▼
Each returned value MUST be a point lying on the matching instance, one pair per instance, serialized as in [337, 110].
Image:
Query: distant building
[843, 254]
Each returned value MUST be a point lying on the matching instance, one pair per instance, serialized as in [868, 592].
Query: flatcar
▲
> [Aim of the task]
Here, the records must be output exactly and in full.

> [Solved problem]
Each returned value MUST be a point lying on the matching instance, one pair per instance, serialized as in [337, 110].
Image:
Query: distant building
[843, 254]
Each returned value MUST be a point lying on the matching instance, one pair per instance, serialized as in [868, 592].
Query: flatcar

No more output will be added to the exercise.